Instruction
Transcribe every entry word for word. Skip the pictures.

Extracted entries

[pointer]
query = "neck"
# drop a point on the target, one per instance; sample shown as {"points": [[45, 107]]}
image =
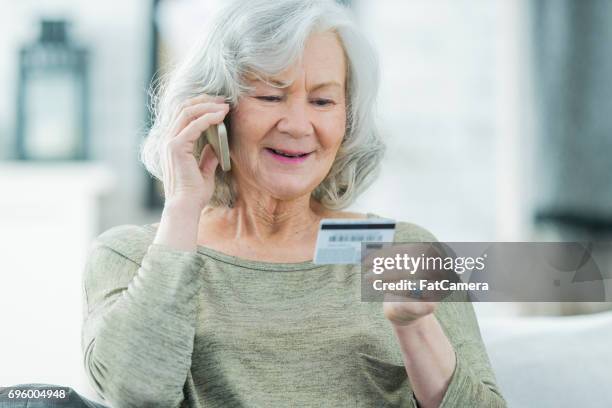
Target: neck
{"points": [[257, 217]]}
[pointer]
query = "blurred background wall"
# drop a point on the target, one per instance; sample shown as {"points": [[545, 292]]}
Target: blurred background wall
{"points": [[478, 103]]}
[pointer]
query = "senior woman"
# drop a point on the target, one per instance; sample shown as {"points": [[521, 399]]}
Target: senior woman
{"points": [[219, 304]]}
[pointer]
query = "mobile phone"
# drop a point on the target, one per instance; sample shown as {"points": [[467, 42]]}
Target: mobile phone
{"points": [[216, 136]]}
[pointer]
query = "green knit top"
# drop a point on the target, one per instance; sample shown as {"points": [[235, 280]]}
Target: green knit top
{"points": [[170, 328]]}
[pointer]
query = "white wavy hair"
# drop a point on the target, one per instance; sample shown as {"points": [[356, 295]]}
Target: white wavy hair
{"points": [[264, 38]]}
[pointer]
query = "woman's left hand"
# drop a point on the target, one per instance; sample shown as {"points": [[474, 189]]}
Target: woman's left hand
{"points": [[404, 307]]}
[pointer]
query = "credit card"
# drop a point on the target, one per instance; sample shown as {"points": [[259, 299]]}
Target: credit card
{"points": [[339, 240]]}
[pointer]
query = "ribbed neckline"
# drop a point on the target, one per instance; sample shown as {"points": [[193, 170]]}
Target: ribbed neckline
{"points": [[253, 264]]}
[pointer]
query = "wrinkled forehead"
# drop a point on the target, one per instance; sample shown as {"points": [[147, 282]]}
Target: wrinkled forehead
{"points": [[323, 61]]}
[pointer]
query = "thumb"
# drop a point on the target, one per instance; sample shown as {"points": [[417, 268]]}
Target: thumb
{"points": [[208, 162]]}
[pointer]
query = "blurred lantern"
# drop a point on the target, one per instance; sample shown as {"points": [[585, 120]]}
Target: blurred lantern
{"points": [[52, 98]]}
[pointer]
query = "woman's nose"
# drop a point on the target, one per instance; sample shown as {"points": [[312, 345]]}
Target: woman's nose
{"points": [[296, 120]]}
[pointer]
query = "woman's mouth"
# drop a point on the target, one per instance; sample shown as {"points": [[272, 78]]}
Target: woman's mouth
{"points": [[288, 156]]}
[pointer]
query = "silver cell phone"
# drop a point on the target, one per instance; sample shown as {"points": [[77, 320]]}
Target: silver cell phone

Expected answer
[pointer]
query = "neck"
# drop a point on the target, one per instance; sample shown as {"points": [[45, 107]]}
image =
Target: neck
{"points": [[257, 217]]}
[pointer]
query = "blurred background wall"
# drop a point on the target, one per instance; sample shown as {"points": [[545, 292]]}
Target: blurred background wall
{"points": [[478, 103]]}
[pointer]
query = "senior woman"
# drop a point on the target, one per instance; sample shown as {"points": [[521, 399]]}
Target: senior woman
{"points": [[219, 304]]}
[pointer]
query = "mobile phone"
# drop a point on the target, one per instance; sample shown as {"points": [[467, 42]]}
Target: mobile phone
{"points": [[216, 136]]}
[pointer]
query = "green knit top"
# drop a point on the target, one per instance; sample shown as {"points": [[235, 280]]}
Target: green knit top
{"points": [[170, 328]]}
[pointer]
query = "white wavy hair"
# drop a point on the target, one per instance; sample shown as {"points": [[356, 295]]}
Target: white wavy hair
{"points": [[264, 38]]}
[pointer]
query = "woman's left hand"
# drop a point on the target, one per instance; sample shown as {"points": [[474, 189]]}
Target: woman's left hand
{"points": [[404, 307]]}
[pointer]
query = "credit card"
# drop a point on the target, one per instance; sample shown as {"points": [[259, 299]]}
Target: credit card
{"points": [[339, 240]]}
[pointer]
query = "ribbed neckline"
# drop a point on the target, one per instance; sample shown as {"points": [[193, 170]]}
Target: ribbed neckline
{"points": [[253, 264]]}
[pointer]
query = "wrinkled forehead"
# drop a point on the target, one per instance; sample shown as {"points": [[147, 282]]}
Target: wrinkled forehead
{"points": [[323, 61]]}
[pointer]
query = "thumb"
# drop a point on the target, one per instance; sample shown as {"points": [[417, 268]]}
Target: thumb
{"points": [[208, 162]]}
[pointer]
query = "blurred lantern"
# drop a point on the target, one per instance; sample shown as {"points": [[585, 120]]}
Target: blurred lantern
{"points": [[52, 98]]}
[pointer]
query = "woman's nose"
# drop a point on the target, one per instance; sample shown as {"points": [[312, 345]]}
Target: woman's nose
{"points": [[296, 120]]}
[pointer]
query = "woman's mouth"
# drop a point on the target, one per instance; sample shown as {"points": [[272, 78]]}
Target: woman's mouth
{"points": [[288, 156]]}
[pointer]
query = "silver cell phone"
# drop a point on the target, one per instance; sample shown as {"points": [[77, 320]]}
Target: silver cell phone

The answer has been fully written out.